Problem to solve -> Nothing but an exact repeat of the data, with pictures removed, belongs in the answer.

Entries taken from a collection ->
*** Block opens ***

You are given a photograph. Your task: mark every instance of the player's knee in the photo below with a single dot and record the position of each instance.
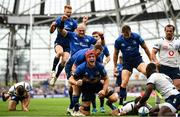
(59, 54)
(11, 108)
(63, 63)
(163, 111)
(85, 109)
(114, 97)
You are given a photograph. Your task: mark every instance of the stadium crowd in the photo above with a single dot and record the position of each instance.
(87, 76)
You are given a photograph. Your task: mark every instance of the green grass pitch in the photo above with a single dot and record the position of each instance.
(50, 107)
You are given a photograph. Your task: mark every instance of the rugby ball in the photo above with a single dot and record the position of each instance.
(143, 111)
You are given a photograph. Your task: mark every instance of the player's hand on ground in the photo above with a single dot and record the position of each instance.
(101, 93)
(79, 82)
(25, 109)
(64, 17)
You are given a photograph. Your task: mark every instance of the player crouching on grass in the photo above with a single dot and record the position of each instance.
(128, 108)
(18, 92)
(87, 76)
(164, 85)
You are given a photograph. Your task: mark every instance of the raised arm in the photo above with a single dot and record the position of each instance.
(85, 19)
(115, 58)
(53, 27)
(146, 49)
(154, 58)
(61, 27)
(107, 59)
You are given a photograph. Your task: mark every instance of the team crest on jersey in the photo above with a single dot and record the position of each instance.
(75, 38)
(134, 42)
(86, 40)
(122, 44)
(71, 23)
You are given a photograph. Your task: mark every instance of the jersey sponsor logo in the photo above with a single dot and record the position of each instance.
(71, 23)
(122, 44)
(134, 42)
(165, 47)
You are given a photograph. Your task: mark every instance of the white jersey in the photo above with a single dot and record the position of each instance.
(163, 84)
(26, 85)
(168, 52)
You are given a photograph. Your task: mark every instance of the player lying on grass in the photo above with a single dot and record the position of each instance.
(87, 76)
(164, 85)
(128, 108)
(18, 92)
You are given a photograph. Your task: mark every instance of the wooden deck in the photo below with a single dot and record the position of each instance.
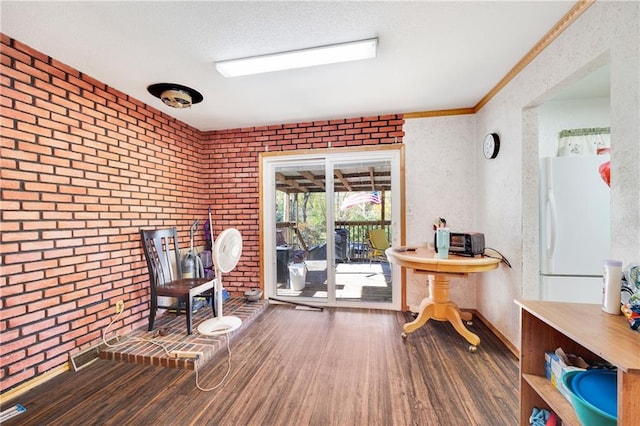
(355, 281)
(296, 367)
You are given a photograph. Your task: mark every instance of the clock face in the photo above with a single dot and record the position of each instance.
(491, 145)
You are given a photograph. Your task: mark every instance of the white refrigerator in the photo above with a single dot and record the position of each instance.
(574, 228)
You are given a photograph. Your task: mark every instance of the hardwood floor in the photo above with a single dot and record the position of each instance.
(298, 367)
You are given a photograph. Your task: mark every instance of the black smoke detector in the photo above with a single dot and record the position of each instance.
(175, 95)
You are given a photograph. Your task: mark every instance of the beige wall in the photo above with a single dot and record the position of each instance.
(507, 193)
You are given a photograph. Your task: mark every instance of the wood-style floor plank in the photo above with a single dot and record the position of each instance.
(296, 367)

*** Block closes ***

Exercise output ->
You are given a photograph. Your task: mark every instance of the player's knee in the photo below with a single dot and record the position of each instance.
(59, 54)
(11, 108)
(63, 63)
(163, 111)
(85, 109)
(114, 97)
You are given a photograph. Your task: mark every instance of the stadium crowd in the photo above with a single dot and record the position of each instance.
(87, 76)
You are given a photograph. Your task: mark every instance of the green grass pitch in the photo above with a single dot and record the position of each instance.
(50, 107)
You are given a photograph. Your task: mark every instance of the rugby ball in the photo above with a single dot and record the position of each instance.
(143, 111)
You are given a photograph. Your task: mark every instance of the player's hand on ground in the photo above with a single dot and record the position of each instance.
(101, 93)
(79, 82)
(25, 109)
(64, 17)
You are given a photograph. Your task: mark every instance of the player crouching on grass in the photo above with a single dot and record the position of each instance.
(128, 108)
(18, 92)
(87, 76)
(164, 85)
You are given a photograph. Your task: mark every instance of the raised arm in the photo above with a single dot and record the position of each instance.
(85, 19)
(115, 58)
(53, 27)
(146, 49)
(154, 58)
(61, 27)
(107, 59)
You are given a photograph. Your task: mark every instance of the team crest on jersey in the photo above with a single dot and record the position of each instance.
(75, 38)
(134, 42)
(86, 40)
(122, 44)
(71, 23)
You are given a photograph. Your task: mark every instance of the jersey sponsor logo in the photo above with a single dot and record the position of each instance.
(71, 23)
(122, 44)
(134, 42)
(165, 47)
You are given a photograph. Your task: mark every instance of the white jersey in the photo above with a single dot and record the position of each instance.
(163, 84)
(26, 85)
(168, 52)
You are given a photograph. Your task: mark every instance of the player lying on grass in the photo above with a single dot and record the position of each instance.
(87, 76)
(164, 85)
(128, 108)
(18, 92)
You are given a photograph. Your task: mark every instance of the wooden deck in the photo below with a single dot and record the position of each instance.
(355, 281)
(296, 367)
You are given a photograph. Your task: mark every instance of the clock face in the photo above with a single dot and record the position of each instance.
(491, 145)
You are given a photograph. Your task: mark every instance of the white refrigerator in the photo above with a single dot and record the position of each instance.
(574, 228)
You are given a photograph. Your task: mark every instance of the hardwood floor in the photo above with a single dot and record the position of each instance.
(298, 367)
You are given a photograph. Your task: mark every instance of the black smoke detector in the photo above with a single dot and record the position of each instance.
(175, 95)
You are given a photograph. Your task: mark every instance of the beige wall in the photo above with a single dot and record the position of each instance.
(507, 193)
You are given a photograph. Your task: mark every instance of the wood-style floor plank in the photo above with a single dot and record the position of each instance.
(296, 367)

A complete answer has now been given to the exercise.